_Written problem_
Return each of the lines below word for word, with nothing changed, added, or left out.

----------------------------------------

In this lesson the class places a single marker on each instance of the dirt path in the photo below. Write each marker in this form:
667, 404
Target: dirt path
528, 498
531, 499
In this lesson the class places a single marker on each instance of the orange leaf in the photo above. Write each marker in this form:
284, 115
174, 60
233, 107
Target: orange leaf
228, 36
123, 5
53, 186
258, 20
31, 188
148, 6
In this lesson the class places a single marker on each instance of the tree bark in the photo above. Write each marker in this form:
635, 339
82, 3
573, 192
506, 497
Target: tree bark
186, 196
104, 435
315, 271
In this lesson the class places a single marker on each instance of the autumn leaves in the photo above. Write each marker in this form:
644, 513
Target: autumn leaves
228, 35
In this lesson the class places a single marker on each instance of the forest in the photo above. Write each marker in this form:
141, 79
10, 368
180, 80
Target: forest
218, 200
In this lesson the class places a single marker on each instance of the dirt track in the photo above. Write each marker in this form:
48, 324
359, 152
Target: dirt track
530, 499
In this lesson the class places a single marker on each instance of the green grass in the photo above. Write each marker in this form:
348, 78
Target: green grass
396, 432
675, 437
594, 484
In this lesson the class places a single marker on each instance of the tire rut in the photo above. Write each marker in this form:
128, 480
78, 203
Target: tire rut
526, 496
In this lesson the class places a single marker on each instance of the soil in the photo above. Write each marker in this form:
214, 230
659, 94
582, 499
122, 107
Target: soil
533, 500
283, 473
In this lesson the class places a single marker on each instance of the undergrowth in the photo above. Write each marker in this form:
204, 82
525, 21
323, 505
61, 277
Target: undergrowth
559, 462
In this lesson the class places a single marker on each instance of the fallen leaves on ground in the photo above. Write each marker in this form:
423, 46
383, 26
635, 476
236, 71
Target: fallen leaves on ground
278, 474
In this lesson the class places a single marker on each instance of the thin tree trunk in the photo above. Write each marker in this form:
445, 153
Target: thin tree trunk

----------------------------------------

_Final answer_
In this lesson the class places a single marker on each instance of the dirt path in the photo below. Write each marker in this form:
667, 404
Target: dirt path
528, 498
531, 499
In this lesson the class places a single marker on each instance of the orange leaf in the photo above. Write each marker in this form:
284, 115
174, 60
233, 107
Target: orange leaf
228, 36
123, 5
53, 186
258, 20
31, 188
148, 6
In this lesson the class places a single marker on each instance of the tree bark in the photo above. Write each marker in this form:
635, 339
82, 3
573, 192
506, 497
Target: tree bark
186, 196
104, 435
315, 271
In this lesson the class places a single marker on each instance of the autumn leaves in the photo above. Write each marker in this form:
644, 513
Target: autumn leaves
228, 35
In this lesson the class places a single marker on each instance of the forest in the photo above. Write each marker in this form:
141, 79
10, 368
180, 80
Target: forest
218, 200
In this lesson the class places a single marker on each instance of the dirt track in the photo above. Write each marker in this form:
48, 324
359, 152
Target: dirt track
530, 499
In this lesson the class places a single marker on each instance of the green grass in the photo above. Write each marker in this form:
348, 78
Target: green grass
396, 432
675, 437
594, 484
In this lesson the class places a single marker on each instance of the tire rut in the photo above. Write each marker in this form:
128, 480
78, 203
Target: tire rut
526, 496
In this lesson the class places a single marker on each instance of the soil in the photo above. Write each marker in this form:
214, 230
659, 94
582, 499
122, 107
Target: soil
533, 500
283, 473
In this lesson the class places a single marker on each instance of the undergrowth in the photo above. Write each marker in this form:
204, 82
525, 21
323, 505
61, 277
Target: undergrowth
559, 462
In this lesson the class places a single marker on each instance of the fallen leaves on ground in the photo above. Write each marker in this form:
423, 46
383, 26
635, 476
236, 71
Target: fallen leaves on ground
278, 474
In this lesson the class places a single marker on each instance of the thin tree trunk in the photo above. Write each marker in this form:
445, 153
Target: thin tree trunk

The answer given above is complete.